▶ **Lista de exercícios**:
A – Responda com base no texto sobre brechas culturais na LDB:
(i) Em que faculdade e universidade se realiza a pesquisa de doutorado mencionada?
(ii) Em qual artigo do "Capítulo IV – Da Educação Superior" aparece a "finalidade" desse nível escolar?
(iii) Que princípio é citado no Parágrafo único do Art. 56º?
B – Escreva uma continuação do texto sobre brechas culturais na LDB a partir da última frase apresentada.

▶ **Texto citado**:
»»
Brechas culturais na LDB

Na perspectiva da cultura digital, foco de nossa pesquisa em nível de doutorado na Faculdade de Educação da Universidade de São Paulo, o território e seus habitantes dão pistas para encontrarmos brechas e outras aberturas no ensino superior para o mundo contemporâneo como forma de vislumbrar possibilidades de contato e inovação nas atividades docentes que tenham a influência externa da sociedade e das novas tecnologias.

Sabemos que o ensino superior, com seus professores e alunos, e com as diversas atividades de ensino, pesquisa, extensão e gestão, não está isolado, nunca, e também não se define como unidade. Sua constituição é complexa, de integração à realidade social, econômica, política e cultural. Na perspectiva científica da pesquisa, devemos questionar criticamente a integração, diferenciando a instituição universitária como espaço cultural que vai além da rota legal e racional de leis, normas e outros documentos.

Com esse objetivo de olhar para o ensino superior, analisamos brevemente a última LDB, Lei de Diretrizes e Bases da Educação Nacional (BRASIL, 1996), além de alguns textos relevantes para compreender certa genealogia da regulamentação do ensino superior (CACETE, 2014)⁠ numa perspectiva cultural de acordo com os interesses de nossa pesquisa.

No “Capítulo IV – Da Educação Superior” (BRASIL, 1996), em seu Art. 43º, temos vários termos e passagens mostrando brechas objetivas para a sociedade a partir da “finalidade” desse nível escolar: “criação cultural”; “desenvolvimento da sociedade brasileira”; “criação e difusão da cultura”; “desenvolver o entendimento do homem e do meio em que vive”; “divulgação de conhecimentos culturais, científicos e técnicos que constituem patrimônio da humanidade”; “aperfeiçoamento cultural”; “integrando os conhecimentos que vão sendo adquiridos numa estrutura intelectual sistematizadora do conhecimento de cada geração”; “problemas do mundo presente”; “prestar serviços especializados à comunidade e estabelecer com esta uma relação de reciprocidade” e “promover a extensão, aberta à participação da população”. No Parágrafo único do Art. 53º do mesmo capítulo, temos “autonomia didático-científica das universidades” permitindo a “criação, expansão, modificação e extinção de cursos”; “ampliação e diminuição de vagas”; “elaboração da programação dos cursos”; “programação das pesquisas e das atividades de extensão”; “contratação e dispensa de professores”; “planos de carreira docente”. No Parágrafo único do Art. 56º do mesmo capítulo, temos o “princípio da gestão democrática, assegurada a existência de órgãos colegiados deliberativos, de que participarão os segmentos da comunidade institucional, local e regional”.
««
▶ **Lista de registros**:
»»
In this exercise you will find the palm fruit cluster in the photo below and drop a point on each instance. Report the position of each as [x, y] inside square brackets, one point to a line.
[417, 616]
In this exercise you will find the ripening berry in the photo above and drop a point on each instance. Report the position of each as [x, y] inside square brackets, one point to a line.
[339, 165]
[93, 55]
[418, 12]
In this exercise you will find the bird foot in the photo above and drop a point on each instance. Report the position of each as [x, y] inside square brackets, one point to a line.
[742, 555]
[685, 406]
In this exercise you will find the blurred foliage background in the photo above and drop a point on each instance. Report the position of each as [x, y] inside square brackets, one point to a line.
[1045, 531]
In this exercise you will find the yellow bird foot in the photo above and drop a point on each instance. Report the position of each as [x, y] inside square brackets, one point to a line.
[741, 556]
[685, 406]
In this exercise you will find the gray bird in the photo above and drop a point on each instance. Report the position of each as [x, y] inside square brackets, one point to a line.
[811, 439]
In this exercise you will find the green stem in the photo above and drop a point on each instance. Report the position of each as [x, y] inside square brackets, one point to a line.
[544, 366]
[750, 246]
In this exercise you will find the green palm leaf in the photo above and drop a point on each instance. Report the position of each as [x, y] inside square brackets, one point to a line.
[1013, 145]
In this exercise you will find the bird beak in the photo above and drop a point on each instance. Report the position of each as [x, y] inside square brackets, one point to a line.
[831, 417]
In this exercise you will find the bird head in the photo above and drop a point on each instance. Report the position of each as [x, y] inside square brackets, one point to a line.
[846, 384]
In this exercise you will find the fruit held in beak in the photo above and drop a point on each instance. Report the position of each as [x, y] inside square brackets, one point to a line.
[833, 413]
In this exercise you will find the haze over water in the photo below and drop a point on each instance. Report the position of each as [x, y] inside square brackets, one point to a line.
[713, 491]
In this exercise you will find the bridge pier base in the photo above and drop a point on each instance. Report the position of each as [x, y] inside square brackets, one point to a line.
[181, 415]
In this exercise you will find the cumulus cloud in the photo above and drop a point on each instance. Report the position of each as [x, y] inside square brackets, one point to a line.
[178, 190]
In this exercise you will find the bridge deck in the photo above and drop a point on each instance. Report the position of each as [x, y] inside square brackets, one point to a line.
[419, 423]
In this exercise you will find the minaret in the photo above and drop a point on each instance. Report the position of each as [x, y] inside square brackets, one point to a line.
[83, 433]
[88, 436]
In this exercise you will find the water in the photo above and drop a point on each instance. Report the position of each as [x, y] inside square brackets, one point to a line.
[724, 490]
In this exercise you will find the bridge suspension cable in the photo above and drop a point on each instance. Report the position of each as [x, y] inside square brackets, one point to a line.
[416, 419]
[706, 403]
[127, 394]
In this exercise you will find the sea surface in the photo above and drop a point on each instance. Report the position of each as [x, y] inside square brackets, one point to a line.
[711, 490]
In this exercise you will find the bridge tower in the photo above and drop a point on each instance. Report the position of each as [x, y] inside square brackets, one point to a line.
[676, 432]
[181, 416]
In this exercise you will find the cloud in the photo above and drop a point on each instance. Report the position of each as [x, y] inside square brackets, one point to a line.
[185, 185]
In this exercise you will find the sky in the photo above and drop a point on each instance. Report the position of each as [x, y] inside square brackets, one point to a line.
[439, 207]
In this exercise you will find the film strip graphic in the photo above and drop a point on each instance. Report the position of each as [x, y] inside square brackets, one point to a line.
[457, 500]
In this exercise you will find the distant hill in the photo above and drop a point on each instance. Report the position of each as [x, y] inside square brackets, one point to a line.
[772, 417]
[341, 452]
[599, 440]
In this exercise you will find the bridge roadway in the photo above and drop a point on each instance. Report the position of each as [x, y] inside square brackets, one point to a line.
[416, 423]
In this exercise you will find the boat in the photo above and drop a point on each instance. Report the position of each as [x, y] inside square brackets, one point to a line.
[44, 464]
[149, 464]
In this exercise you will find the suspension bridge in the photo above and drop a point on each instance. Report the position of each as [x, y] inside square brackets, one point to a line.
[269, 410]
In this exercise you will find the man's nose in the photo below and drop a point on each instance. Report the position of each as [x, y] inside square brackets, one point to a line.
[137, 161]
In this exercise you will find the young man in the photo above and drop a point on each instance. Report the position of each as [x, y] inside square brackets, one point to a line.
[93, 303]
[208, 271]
««
▶ **Respostas por tarefa**:
A –
(i) Na Faculdade de Educação da Universidade de São Paulo.
(ii) No Art. 43º.
(iii) O princípio da gestão democrática.

B –
No “Capítulo VI – Dos Profissionais da Educação” (BRASIL, 1996), em seu Art. 61º, temos, numa visão ampliada, que a “formação de profissionais da educação, de modo a atender aos objetivos dos diferentes níveis e modalidades de ensino e às características de cada fase do desenvolvimento do educando, terá como fundamentos: I – a associação entre teorias e práticas, inclusive mediante a capacitação em serviço; II – aproveitamento da formação e experiências anteriores em instituições de ensino e outras atividades.” Especificamente para o ensino superior, no Art. 66º, registramos que “A preparação para o exercício do magistério superior far-se-á em nível de pós-graduação, prioritariamente em programas de mestrado e doutorado.” E no Art. 67º, sobre a “valorização dos profissionais da educação, assegurando-lhes, inclusive nos termos dos estatutos e dos planos de carreira do magistério público: I – ingresso exclusivamente por concurso público de provas e títulos; II – aperfeiçoamento profissional continuado, inclusive com licenciamento periódico remunerado para esse fim; III – piso salarial profissional; IV – progressão funcional baseada na titulação ou habilitação, e na avaliação do desempenho; V – período reservado a estudos, planejamento e avaliação, incluído na carga de trabalho; VI – condições adequadas de trabalho.” E no Parágrafo único, temos que “A experiência docente é pré-requisito para o exercício profissional de quaisquer outras funções de magistério, nos termos das normas de cada sistema de ensino.”

Descentralização, ampliação e diversificação

Percebe-se, portanto, que a docência na universidade presente na LDB combina autonomia e certo controle, regulando e normalizando o ensino superior ao nível dos “profissionais da educação”. Diante disso, faz-se necessário olhar para a história desse nível de ensino para compreender esse cenário legal atual. O controle do Estado e a formação profissional marcam o modelo de ensino no século XIX. Entre 1808 e 1898, tivemos a combinação entre o pragmatismo de modernização da Universidade de Coimbra em Portugal do século XVIII com o modelo napoleônico de divórcio entre ensino e pesquisa científica (SAMPAIO, 1991)⁠. Com a proclamação da República (1889), temos a ampliação e a diversificação do sistema. A Constituição descentraliza o ensino superior, permitindo a criação de instituições privadas:

“A criação do sistema educacional paulista, por volta de 1880/1900, é parte central desse processo. Este sistema, cujo desenvolvimento está associado à modernização do Estado de São Paulo, representa a primeira grande ruptura com o modelo de escolas profissionais centralizadas e sujeitas a um forte controle burocrático do governo nacional. O sistema paulista surge em resposta aos novos arranjos econômicos e sociais, os quais, por sua vez, deram a base para a sua ampliação e diversificação” (SAMPAIO, 1991, p. 7).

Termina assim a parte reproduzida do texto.